### Try it
A word-for-word transcription of all the data is required.

### Records contained in a dataset

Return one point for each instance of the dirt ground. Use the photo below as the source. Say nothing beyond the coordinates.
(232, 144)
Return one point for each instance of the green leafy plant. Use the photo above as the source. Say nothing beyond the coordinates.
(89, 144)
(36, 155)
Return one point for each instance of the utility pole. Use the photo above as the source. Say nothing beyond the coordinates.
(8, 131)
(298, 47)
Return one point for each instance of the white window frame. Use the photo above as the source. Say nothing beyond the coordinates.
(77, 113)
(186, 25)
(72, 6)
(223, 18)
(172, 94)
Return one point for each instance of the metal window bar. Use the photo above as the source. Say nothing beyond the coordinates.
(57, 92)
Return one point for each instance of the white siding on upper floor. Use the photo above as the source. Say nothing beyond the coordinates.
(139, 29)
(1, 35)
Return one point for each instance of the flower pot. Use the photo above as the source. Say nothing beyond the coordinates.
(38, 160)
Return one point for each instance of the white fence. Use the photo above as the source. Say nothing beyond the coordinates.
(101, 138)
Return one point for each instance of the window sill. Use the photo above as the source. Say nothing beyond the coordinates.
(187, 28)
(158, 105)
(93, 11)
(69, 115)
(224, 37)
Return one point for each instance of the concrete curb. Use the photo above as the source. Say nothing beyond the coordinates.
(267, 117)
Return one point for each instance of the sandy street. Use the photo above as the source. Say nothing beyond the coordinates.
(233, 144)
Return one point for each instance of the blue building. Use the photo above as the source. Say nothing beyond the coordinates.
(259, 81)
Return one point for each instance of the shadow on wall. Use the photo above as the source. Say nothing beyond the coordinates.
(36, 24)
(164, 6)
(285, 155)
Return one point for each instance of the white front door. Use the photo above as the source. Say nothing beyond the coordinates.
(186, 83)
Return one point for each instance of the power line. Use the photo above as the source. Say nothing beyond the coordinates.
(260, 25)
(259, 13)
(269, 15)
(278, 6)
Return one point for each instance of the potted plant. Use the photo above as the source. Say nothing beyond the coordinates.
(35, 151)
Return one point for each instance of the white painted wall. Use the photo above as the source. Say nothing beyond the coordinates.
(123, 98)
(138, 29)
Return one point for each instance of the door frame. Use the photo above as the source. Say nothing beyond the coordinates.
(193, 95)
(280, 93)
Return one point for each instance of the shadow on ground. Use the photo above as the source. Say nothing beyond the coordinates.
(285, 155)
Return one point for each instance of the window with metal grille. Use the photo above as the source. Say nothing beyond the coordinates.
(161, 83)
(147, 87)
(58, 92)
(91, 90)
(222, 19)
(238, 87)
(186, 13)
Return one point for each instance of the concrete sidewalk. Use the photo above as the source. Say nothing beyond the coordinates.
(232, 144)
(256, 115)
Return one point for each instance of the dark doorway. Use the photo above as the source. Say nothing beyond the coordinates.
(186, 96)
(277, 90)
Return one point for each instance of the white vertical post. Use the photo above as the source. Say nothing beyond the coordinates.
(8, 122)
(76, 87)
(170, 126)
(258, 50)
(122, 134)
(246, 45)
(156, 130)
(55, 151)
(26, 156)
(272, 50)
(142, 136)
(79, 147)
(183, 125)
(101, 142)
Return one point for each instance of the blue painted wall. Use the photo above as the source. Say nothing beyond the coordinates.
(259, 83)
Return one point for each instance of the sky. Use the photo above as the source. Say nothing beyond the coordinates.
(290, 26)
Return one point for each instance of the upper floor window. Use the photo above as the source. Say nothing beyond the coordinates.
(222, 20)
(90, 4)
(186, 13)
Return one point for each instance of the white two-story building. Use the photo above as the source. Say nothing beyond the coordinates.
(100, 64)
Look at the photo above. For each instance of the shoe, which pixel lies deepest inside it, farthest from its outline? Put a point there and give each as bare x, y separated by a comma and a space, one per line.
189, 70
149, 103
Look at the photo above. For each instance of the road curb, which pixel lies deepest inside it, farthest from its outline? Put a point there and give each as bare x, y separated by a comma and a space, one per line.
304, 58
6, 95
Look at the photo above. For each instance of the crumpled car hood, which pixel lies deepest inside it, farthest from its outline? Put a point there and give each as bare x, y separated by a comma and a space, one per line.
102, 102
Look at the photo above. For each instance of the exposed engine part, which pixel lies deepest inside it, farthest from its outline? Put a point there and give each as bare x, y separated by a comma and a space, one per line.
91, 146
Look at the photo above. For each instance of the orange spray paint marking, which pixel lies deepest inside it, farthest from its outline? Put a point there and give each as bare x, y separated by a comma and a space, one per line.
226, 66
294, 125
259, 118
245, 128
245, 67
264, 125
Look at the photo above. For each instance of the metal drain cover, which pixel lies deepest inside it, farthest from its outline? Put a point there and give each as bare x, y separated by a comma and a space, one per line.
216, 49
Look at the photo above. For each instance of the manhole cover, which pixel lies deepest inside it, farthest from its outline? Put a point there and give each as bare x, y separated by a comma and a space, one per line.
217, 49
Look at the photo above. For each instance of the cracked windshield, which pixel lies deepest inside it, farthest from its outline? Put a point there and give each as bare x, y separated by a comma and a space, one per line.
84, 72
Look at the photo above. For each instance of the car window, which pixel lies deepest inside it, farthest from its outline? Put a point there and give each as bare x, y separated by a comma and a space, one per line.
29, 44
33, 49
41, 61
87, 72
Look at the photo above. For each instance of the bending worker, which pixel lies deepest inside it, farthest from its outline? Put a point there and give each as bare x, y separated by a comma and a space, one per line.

### Task result
Return one point for each instance of the dirt ground. Use the photo below as the source. Say nothing beyond the coordinates.
(232, 144)
Return one point for each instance of the green leafy plant. Use the photo above as the source. Say nothing beyond the coordinates.
(89, 144)
(36, 155)
Return one point for each instance of the utility pole. Use the photo above as the source. Say nothing beyond the coordinates.
(8, 131)
(298, 47)
Return one point for each instance of the white window frame. Use the photo above as the source. Say nothing beyond the coordinates.
(77, 113)
(186, 25)
(72, 6)
(223, 18)
(172, 94)
Return one point for each instance of the metal window bar. Use the photo above as the source. Say nothing beyond the coordinates.
(57, 92)
Return one point for each instance of the white siding on upper floor. Use the photo above as the source. Say nothing beyond the coordinates.
(139, 29)
(1, 35)
Return one point for each instance of the flower pot. Use the photo above as the source. Say nothing beyond the coordinates.
(38, 160)
Return one point for each instance of the white fence. Use the photo above as the source. Say nothing beyond the coordinates.
(101, 138)
Return one point for each instance of the window sill. Use the photo above as the source. Say nothing beyond the coordinates.
(187, 28)
(158, 105)
(93, 11)
(69, 115)
(224, 37)
Return one point for each instance of the concrete curb. Use the photo above as the source. Say nothing beyond the coordinates.
(267, 117)
Return one point for each instance of the sandy street. Use the photo above as the source. Say nothing beyond the coordinates.
(233, 144)
Return one point for each instance of the blue building. Use the photo above as the source. Say nothing beyond the coordinates.
(259, 81)
Return one point for each instance of the shadow on wall. Use the photo above as the source. Say nothing beyond the coordinates.
(36, 24)
(164, 6)
(285, 155)
Return one point for each instance of the white front door. Use the photo above as the source. Say nothing beyond the coordinates.
(186, 83)
Return one point for each instance of the power line. Use the photo above as the source. Say nothing beyond the coordinates.
(260, 25)
(259, 13)
(269, 15)
(278, 6)
Return one point for each instance of the potted plant. Use the photo above as the source. Say nothing beyond the coordinates.
(35, 151)
Return one point for each instance of the white painted wall. Use the photo above as the source. Say nothing beyond the coordinates.
(123, 98)
(138, 29)
Return one point for each instance of the door frame. Use the photo above as the source. Say nothing beyond the coordinates.
(193, 95)
(280, 93)
Return one point for each instance of the shadow on ground. Use the photo above as the source. Say nothing beyond the coordinates.
(285, 155)
Return one point for each instance of the window with metal grille. Use the photo above as the source. Say nothing beyond the coordinates.
(161, 83)
(147, 87)
(58, 92)
(91, 90)
(222, 19)
(238, 87)
(186, 13)
Return one point for each instance of the concrete sidewalk. Use the photo above as the source. Say nothing beyond the coordinates.
(232, 144)
(256, 115)
Return one point for each instance of the dark doorway. Use the photo above as the source. Say nothing beyond the coordinates.
(186, 96)
(277, 90)
Return one point for each instance of the white vertical post. Use the photo above as the source. Say nothing beyond the coordinates.
(8, 122)
(76, 87)
(170, 126)
(258, 50)
(122, 134)
(246, 45)
(156, 130)
(55, 151)
(26, 156)
(272, 50)
(142, 136)
(79, 147)
(183, 125)
(101, 142)
Return one point for each instance of the blue painted wall. Use the photo above as the source. Say nothing beyond the coordinates.
(259, 83)
Return one point for each instance of the sky. Use the photo above as the source. Say nothing beyond the coordinates.
(290, 26)
Return one point for each instance of the upper floor window. Use the photo above as the source. Say nothing beyond the coordinates.
(222, 20)
(90, 4)
(186, 13)
Return one point for each instance of the white two-story building. Use the photo above as the source. Say nothing beyond the coordinates.
(100, 64)
Look at the photo above. For each instance of the shoe, which pixel lies deepest inside it, farthest from its outline? Put a point there and give each as bare x, y separated by a comma and a space, one per line.
189, 70
149, 103
Look at the photo above. For each instance of the road curb, which pixel lies deepest inside it, farthest from its outline? Put a point there and give each as bare x, y separated by a comma and a space, one per line.
304, 58
6, 95
Look at the photo above. For each instance of the crumpled car hood, which pixel lies deepest inside it, farthest from its outline? Put a point there and give each as bare x, y separated by a comma and a space, one per line.
102, 102
Look at the photo above. For each instance of the exposed engine part, which pixel lies deepest inside it, farthest from its outline? Put a point there and give each as bare x, y separated by a comma and a space, one per line.
91, 146
Look at the photo above. For each instance of the orange spray paint marking, which pixel lies deepest inside it, farthest from its outline? Put a point there and give each as bare x, y separated by a comma and a space, one per line.
226, 66
294, 125
259, 118
245, 128
245, 67
264, 125
Look at the photo above. For each instance of the metal drain cover, which pixel lies deepest inside it, farthest from its outline? Put a point there and give each as bare x, y separated by a comma and a space, one per line.
216, 49
Look at the photo above. For each instance of the manhole cover, which pixel lies deepest inside it, farthest from its outline? Put a point there and give each as bare x, y separated by a comma and a space, one per line.
217, 49
Look at the photo above. For each instance of the cracked windshield, which pixel lies deepest inside it, farthest from its outline? Put a point there and give each as bare x, y separated by a comma and a space, one per line.
84, 72
Look at the photo above. For each instance of the car window, which pixel lies deepest inside it, farthest from its outline? Put a point there and give each as bare x, y separated by a comma and a space, one per line.
29, 44
33, 49
41, 61
87, 72
Look at the photo above. For each instance of the bending worker, which pixel lies deepest inside it, farthest from its outline? Put a point there and give each as bare x, y separated by a comma and a space, one per line.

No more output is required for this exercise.